WHAT IS BEING ASKED:
Only the lines from the one containing "long-sleeve shirt in this photo." through the end of the entries should be returned, exactly as they are, with the pictures omitted.

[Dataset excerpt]
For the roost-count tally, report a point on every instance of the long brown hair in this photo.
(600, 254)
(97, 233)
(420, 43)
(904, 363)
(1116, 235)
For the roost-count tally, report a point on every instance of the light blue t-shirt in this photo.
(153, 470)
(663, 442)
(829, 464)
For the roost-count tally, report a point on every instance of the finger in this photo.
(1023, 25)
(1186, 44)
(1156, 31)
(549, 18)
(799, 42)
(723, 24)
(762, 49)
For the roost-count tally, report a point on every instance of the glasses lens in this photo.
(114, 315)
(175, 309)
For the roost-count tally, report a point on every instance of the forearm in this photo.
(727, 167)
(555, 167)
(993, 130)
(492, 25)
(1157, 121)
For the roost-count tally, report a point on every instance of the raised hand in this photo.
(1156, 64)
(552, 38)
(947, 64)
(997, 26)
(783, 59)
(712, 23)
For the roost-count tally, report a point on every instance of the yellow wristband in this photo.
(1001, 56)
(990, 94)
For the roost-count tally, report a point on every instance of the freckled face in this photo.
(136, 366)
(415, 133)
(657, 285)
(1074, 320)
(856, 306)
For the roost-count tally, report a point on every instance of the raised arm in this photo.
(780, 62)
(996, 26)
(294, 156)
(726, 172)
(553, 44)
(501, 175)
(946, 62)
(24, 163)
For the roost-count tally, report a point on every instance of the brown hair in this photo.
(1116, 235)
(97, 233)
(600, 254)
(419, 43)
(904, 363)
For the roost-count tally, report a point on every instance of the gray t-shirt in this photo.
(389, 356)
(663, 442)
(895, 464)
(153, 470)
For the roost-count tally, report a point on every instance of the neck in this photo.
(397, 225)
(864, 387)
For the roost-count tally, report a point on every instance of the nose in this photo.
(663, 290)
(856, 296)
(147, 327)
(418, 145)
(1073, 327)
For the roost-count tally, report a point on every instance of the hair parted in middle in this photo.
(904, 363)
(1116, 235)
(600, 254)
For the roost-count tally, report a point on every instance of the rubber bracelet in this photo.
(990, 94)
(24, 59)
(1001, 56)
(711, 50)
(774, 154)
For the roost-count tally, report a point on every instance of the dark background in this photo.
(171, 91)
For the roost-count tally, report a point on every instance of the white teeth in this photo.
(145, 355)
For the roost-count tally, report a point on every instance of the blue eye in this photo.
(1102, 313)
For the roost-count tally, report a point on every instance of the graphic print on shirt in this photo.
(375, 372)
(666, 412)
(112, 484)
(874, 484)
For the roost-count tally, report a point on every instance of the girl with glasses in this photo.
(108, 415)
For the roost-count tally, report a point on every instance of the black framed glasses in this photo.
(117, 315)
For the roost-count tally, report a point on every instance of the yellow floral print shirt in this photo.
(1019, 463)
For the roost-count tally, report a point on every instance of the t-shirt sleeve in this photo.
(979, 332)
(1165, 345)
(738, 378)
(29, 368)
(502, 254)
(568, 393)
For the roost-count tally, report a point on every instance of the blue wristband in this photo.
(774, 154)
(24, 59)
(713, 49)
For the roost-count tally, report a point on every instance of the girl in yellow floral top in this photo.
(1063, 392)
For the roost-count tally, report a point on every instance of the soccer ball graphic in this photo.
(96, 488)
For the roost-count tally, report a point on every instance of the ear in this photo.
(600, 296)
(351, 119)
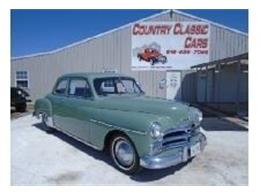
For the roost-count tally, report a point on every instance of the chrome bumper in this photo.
(154, 162)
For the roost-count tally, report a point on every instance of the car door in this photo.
(58, 101)
(78, 108)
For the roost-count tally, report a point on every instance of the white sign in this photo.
(169, 45)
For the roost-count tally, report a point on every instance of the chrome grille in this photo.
(178, 137)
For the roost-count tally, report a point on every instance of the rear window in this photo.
(61, 87)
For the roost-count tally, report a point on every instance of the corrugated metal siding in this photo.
(113, 51)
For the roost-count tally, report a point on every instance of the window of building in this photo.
(22, 79)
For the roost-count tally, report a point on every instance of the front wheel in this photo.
(124, 154)
(45, 121)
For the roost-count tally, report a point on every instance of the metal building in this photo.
(112, 51)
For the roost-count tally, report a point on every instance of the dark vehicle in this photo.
(19, 98)
(152, 55)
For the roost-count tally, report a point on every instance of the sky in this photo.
(34, 31)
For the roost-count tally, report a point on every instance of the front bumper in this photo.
(183, 155)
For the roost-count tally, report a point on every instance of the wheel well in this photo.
(110, 135)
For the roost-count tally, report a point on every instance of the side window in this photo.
(61, 87)
(79, 88)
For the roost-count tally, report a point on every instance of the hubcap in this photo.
(45, 118)
(124, 153)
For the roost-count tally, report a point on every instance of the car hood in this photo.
(149, 105)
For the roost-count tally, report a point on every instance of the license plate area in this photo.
(195, 149)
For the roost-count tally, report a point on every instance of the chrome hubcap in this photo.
(45, 118)
(124, 153)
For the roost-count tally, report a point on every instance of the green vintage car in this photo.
(110, 111)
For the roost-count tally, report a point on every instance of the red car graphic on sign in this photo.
(152, 55)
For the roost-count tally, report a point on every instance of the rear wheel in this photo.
(45, 121)
(124, 154)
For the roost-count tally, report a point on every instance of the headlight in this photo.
(155, 130)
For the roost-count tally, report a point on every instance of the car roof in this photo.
(92, 75)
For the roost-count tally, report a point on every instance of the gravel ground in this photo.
(39, 158)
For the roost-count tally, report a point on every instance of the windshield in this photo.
(116, 86)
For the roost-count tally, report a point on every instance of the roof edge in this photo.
(125, 26)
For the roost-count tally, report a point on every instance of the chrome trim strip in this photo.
(156, 162)
(116, 127)
(78, 139)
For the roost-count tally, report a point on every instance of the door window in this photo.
(79, 88)
(61, 87)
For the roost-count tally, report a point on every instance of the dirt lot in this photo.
(39, 158)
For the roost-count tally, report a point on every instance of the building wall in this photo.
(113, 51)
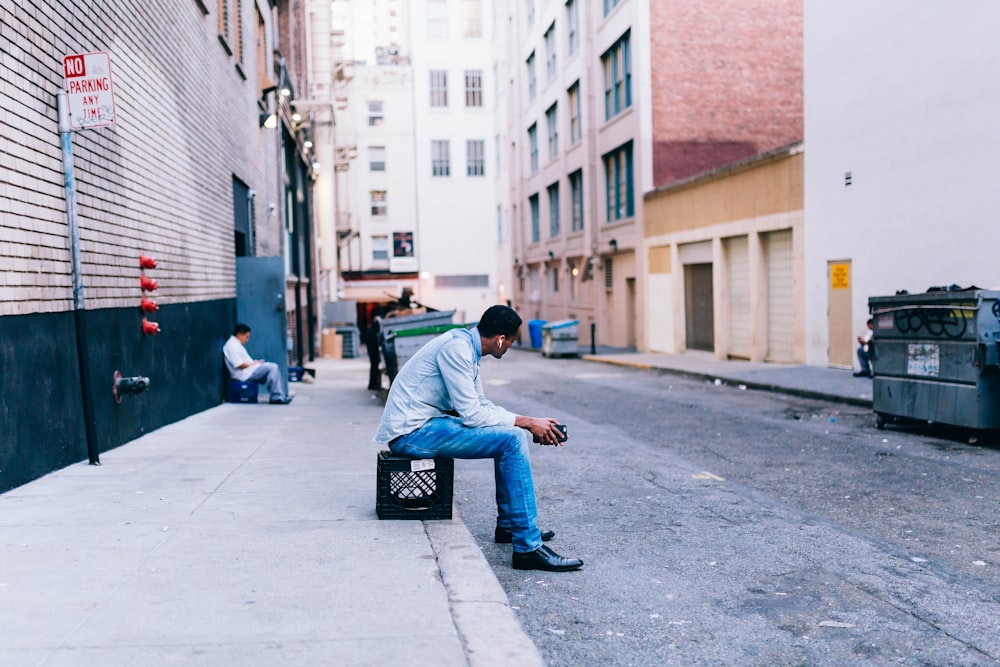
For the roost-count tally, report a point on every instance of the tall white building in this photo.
(576, 107)
(902, 152)
(416, 204)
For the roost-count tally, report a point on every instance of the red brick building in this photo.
(726, 82)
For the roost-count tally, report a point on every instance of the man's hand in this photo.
(542, 428)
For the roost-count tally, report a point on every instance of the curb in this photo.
(487, 626)
(749, 384)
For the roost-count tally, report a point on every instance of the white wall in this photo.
(456, 228)
(903, 95)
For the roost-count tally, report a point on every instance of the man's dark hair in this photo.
(497, 321)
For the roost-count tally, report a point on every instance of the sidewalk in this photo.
(247, 535)
(831, 384)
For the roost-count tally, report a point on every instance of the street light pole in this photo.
(69, 180)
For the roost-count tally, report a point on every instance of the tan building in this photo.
(605, 102)
(725, 256)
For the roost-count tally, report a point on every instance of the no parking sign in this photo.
(89, 89)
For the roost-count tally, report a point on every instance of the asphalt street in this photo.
(723, 526)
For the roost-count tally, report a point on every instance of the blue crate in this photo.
(243, 392)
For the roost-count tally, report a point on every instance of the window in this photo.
(473, 88)
(499, 227)
(472, 24)
(264, 67)
(439, 88)
(375, 117)
(475, 158)
(618, 181)
(376, 158)
(553, 191)
(380, 248)
(440, 162)
(379, 205)
(469, 280)
(533, 147)
(437, 19)
(575, 126)
(550, 118)
(576, 194)
(617, 78)
(535, 224)
(230, 28)
(531, 76)
(572, 26)
(550, 51)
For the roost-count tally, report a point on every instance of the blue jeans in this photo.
(269, 375)
(508, 446)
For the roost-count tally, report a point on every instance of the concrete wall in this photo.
(160, 181)
(900, 97)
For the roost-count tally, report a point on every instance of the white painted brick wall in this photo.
(158, 182)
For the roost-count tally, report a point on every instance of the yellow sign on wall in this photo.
(840, 276)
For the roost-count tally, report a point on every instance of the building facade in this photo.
(901, 152)
(725, 261)
(417, 201)
(612, 100)
(186, 174)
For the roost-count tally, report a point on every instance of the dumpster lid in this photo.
(561, 324)
(423, 331)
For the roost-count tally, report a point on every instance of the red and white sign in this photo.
(89, 91)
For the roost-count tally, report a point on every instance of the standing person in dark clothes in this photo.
(370, 338)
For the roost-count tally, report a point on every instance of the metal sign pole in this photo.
(69, 179)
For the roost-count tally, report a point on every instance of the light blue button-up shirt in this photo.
(443, 375)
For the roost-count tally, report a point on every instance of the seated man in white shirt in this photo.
(243, 367)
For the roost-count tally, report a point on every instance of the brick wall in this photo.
(159, 181)
(726, 82)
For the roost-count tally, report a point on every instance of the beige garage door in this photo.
(738, 264)
(780, 295)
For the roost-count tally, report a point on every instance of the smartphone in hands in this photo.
(563, 437)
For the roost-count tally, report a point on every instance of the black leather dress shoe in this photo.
(546, 559)
(504, 535)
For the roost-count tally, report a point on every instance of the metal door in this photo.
(699, 307)
(780, 295)
(260, 304)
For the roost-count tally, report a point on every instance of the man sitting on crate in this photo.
(244, 368)
(442, 380)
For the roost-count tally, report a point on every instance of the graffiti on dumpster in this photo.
(923, 359)
(951, 320)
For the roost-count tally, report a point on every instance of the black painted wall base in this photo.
(41, 407)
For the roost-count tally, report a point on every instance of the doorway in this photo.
(699, 308)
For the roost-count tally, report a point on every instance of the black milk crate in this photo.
(414, 488)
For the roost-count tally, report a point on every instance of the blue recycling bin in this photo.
(535, 332)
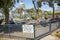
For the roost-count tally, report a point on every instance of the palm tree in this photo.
(6, 5)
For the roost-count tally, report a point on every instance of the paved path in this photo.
(50, 38)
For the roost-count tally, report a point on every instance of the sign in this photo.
(28, 29)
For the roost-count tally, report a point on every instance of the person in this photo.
(1, 20)
(12, 22)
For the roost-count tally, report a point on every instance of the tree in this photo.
(58, 2)
(51, 4)
(6, 5)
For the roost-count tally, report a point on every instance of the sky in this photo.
(29, 4)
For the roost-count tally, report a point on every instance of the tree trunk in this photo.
(6, 13)
(53, 12)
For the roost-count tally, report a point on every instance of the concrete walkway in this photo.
(50, 38)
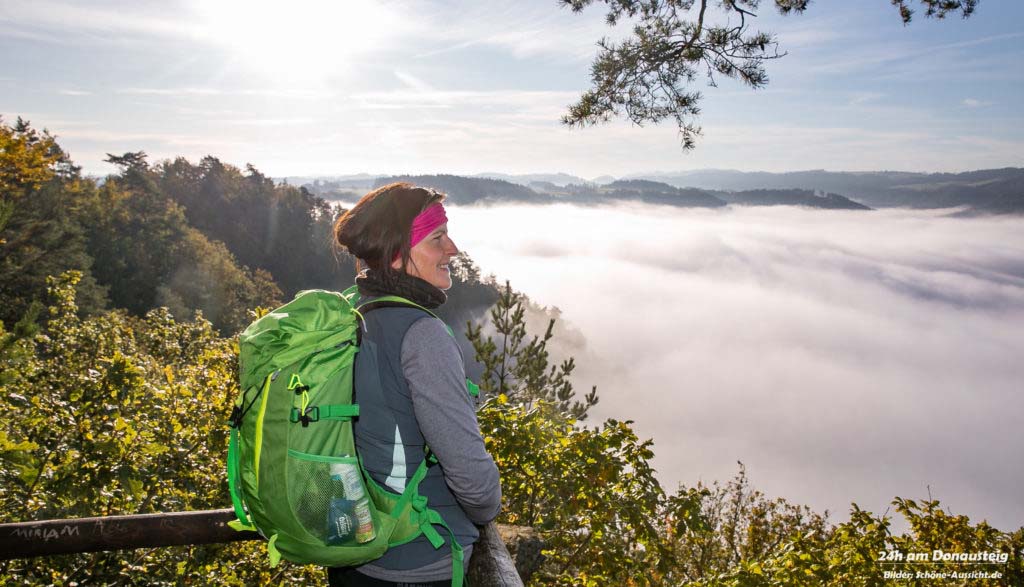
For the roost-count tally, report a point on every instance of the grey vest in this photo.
(388, 437)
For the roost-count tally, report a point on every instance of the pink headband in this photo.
(426, 222)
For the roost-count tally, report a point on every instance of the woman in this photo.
(411, 382)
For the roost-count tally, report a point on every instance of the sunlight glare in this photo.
(299, 41)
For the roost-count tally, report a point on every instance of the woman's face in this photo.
(429, 258)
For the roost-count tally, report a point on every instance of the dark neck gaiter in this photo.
(376, 284)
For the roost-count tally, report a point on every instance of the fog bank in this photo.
(842, 355)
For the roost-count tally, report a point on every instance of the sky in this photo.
(842, 355)
(329, 88)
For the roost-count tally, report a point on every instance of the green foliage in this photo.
(120, 415)
(148, 254)
(518, 369)
(40, 235)
(648, 76)
(590, 492)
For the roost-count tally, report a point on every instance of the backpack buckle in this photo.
(310, 415)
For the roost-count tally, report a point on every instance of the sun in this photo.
(297, 41)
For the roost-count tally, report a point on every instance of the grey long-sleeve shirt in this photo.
(433, 368)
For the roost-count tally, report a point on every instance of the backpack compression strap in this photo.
(427, 517)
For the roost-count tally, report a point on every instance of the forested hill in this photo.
(192, 237)
(792, 197)
(987, 191)
(471, 190)
(483, 191)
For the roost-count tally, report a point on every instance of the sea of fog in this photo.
(842, 355)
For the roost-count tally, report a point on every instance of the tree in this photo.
(122, 415)
(648, 77)
(518, 369)
(41, 234)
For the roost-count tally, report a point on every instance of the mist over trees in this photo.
(119, 395)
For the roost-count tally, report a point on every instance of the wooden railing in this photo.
(492, 565)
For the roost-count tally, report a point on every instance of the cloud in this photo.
(68, 22)
(841, 355)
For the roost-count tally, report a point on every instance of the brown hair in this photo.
(379, 225)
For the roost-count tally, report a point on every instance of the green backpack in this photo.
(293, 470)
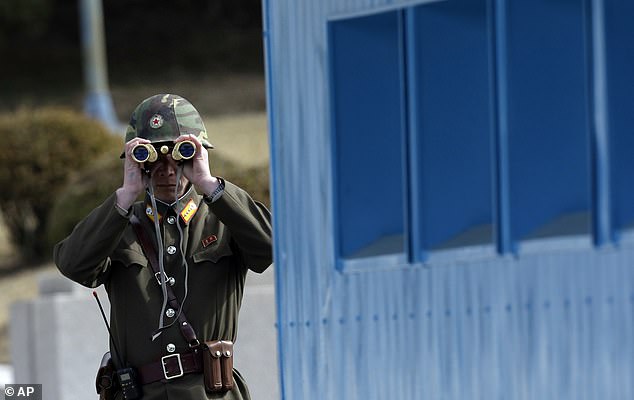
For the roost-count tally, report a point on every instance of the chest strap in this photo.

FULL OUTPUT:
For the roost-count tally, report a point on every instance of the grey long-sleeve shirt in this photo.
(433, 368)
For the roost-count tally, report a point on every instance of the backpack compression strap in this photo.
(427, 517)
For the roost-count tally, report a point on every instance of the forested hill in this photo.
(192, 237)
(792, 197)
(987, 191)
(471, 190)
(483, 191)
For the roost-count tally, report a point on every instance of the sea of fog in this photo.
(842, 355)
For the roost-count tally, report a point on every instance of the tree in this photo.
(122, 415)
(648, 77)
(518, 369)
(41, 234)
For the roost-count tally, report a point on every instance of the mist over trees in this photo.
(119, 395)
For the roost-count tally, report a point on every instance of the wooden railing in this photo.
(492, 565)
For the roost-count tally, report a point on every instance of the cloud in this photo.
(68, 22)
(841, 355)
For the roost-count tally, report a point on every instance of the brown hair in this photo.
(379, 225)
For the roost-count tally, report a point on every instance of the green backpack in this photo.
(293, 470)
For the roost-count tally, report a point on every instance of the chest strap in this photo.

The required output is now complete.